EXERCISE BRIEF: Return each record verbatim, images excluded.

DATA LISTING:

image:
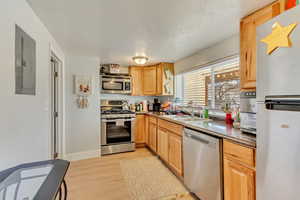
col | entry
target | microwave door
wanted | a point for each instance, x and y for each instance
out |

RESPONSE:
image:
col | entry
target | microwave door
wanted | a point for each instance, x and y for each instance
out |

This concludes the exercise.